### Exercise instructions
(a) In the forum thread on CPU coolers, why did Turbo10 want a cooler that mounts with push pins? Answer in one to three sentences.
(b) Answer these questions from the CPU cooler thread:
(i) Which socket type does the cooler need to fit?
(ii) What maximum budget does Turbo10 give?
(iii) What additional part does bomberboysk say the recommended cooler will need?

# Want a good CPU cooler without backplate



## Turbo10 (Oct 26, 2009)

Well basically i just need a new CPU cooler but i really, really don't want to have to go through the pain of taking my motherboard out and destroying my amazing cable management  does anyone know of a high performance LGA 775 cooler that uses the push pins 

Thanks


----------



## CdnAudiophile (Oct 26, 2009)

Don't let your laziness keep you from a better cooler. The weight of any good quality heatsink needs a firm mounting system to mount it. Also you should just be able to unhook everything and leave it floating in place while the board is out.


----------



## Shane (Oct 26, 2009)

THERMAL-REACTOR said:


> Don't let your laziness keep you from a better cooler. The weight of any good quality heatsink needs a firm mounting system to mount it. Also you should just be able to unhook everything and leave it floating in place while the board is out.



I agree with what he said,You could get the AC7 pro which has push pins and is better than intels stock fan,But imo its not that great.

Whats is your max budget....and does it have to be push pin? would you consider one with mounting brackets?


----------



## bigrich0086 (Oct 26, 2009)

Stay away from Push pins. If the heat sink comes with push pins look for a bolt through kit. You get better contact.


----------



## Turbo10 (Oct 26, 2009)

max budget is about 50 quid and yeah ypu gus are right ill take the mobo out


----------



## Bodaggit23 (Oct 26, 2009)

Turbo10 said:


> does anyone know of a high performance LGA 775 cooler that uses the push pins



That's an oxymoron in my opinion. No such thing.


----------



## bomberboysk (Oct 27, 2009)

Turbo10 said:


> max budget is about 50 quid and yeah ypu gus are right ill take the mobo out


http://www.overclockers.co.uk/showproduct.php?prodid=HS-000-PL&groupid=701&catid=57&subcat=1395

Best cooler made...you'll just need a 120mm fan to go with it


----------



## moneymoguls (Nov 6, 2009)

Stored items:
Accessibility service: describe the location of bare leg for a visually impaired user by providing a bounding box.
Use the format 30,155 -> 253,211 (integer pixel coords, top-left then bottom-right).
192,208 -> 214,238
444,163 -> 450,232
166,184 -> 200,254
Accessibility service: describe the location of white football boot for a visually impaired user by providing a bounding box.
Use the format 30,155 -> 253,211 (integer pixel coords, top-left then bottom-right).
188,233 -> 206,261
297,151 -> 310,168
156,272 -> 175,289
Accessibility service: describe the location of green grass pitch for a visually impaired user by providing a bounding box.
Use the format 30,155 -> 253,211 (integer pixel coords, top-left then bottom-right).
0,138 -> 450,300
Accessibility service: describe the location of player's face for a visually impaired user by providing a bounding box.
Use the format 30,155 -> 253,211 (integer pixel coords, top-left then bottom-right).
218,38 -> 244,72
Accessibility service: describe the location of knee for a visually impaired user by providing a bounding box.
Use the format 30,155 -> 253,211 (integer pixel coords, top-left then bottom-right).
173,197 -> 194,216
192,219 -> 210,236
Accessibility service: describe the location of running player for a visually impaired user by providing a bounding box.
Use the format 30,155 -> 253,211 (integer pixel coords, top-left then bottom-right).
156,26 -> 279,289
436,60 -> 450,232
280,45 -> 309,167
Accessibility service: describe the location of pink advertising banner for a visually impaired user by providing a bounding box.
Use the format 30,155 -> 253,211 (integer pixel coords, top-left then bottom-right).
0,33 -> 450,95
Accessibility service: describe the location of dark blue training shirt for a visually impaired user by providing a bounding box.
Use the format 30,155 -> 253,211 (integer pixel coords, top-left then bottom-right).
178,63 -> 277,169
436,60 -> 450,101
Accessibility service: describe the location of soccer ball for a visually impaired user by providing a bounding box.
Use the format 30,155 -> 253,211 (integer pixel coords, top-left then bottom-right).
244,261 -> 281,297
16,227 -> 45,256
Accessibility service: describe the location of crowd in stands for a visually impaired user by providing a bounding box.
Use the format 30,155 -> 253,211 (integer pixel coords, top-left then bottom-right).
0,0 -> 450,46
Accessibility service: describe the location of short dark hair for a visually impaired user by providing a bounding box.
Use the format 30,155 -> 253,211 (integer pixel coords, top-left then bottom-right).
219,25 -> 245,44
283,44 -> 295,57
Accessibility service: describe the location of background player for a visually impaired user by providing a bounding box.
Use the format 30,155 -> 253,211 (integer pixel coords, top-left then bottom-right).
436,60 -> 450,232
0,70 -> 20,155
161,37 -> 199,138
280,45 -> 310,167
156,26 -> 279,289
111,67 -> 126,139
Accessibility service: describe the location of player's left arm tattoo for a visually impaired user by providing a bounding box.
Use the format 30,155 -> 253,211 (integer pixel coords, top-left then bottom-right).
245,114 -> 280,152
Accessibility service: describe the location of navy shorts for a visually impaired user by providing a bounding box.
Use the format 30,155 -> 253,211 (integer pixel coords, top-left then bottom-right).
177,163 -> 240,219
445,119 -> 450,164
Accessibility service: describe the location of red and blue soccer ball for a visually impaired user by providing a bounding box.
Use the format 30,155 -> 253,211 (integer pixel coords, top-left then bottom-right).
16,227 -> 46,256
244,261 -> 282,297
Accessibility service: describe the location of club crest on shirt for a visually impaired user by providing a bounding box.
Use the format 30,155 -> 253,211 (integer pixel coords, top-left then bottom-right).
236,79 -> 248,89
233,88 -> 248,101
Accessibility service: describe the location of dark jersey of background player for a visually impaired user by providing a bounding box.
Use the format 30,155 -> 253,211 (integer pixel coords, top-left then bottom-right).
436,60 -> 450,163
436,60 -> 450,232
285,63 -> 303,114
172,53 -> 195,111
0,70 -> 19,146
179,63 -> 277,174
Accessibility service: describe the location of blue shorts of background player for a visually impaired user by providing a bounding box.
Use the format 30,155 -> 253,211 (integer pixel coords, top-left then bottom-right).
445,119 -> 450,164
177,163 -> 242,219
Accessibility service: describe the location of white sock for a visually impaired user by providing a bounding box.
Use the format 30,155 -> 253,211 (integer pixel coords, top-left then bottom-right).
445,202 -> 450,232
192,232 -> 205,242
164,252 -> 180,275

### Results
(a) Turbo10 did not want to go through the pain of taking the motherboard out. Removing it would destroy what Turbo10 calls amazing cable management.

(b)
(i) LGA 775
(ii) About 50 quid
(iii) A 120mm fan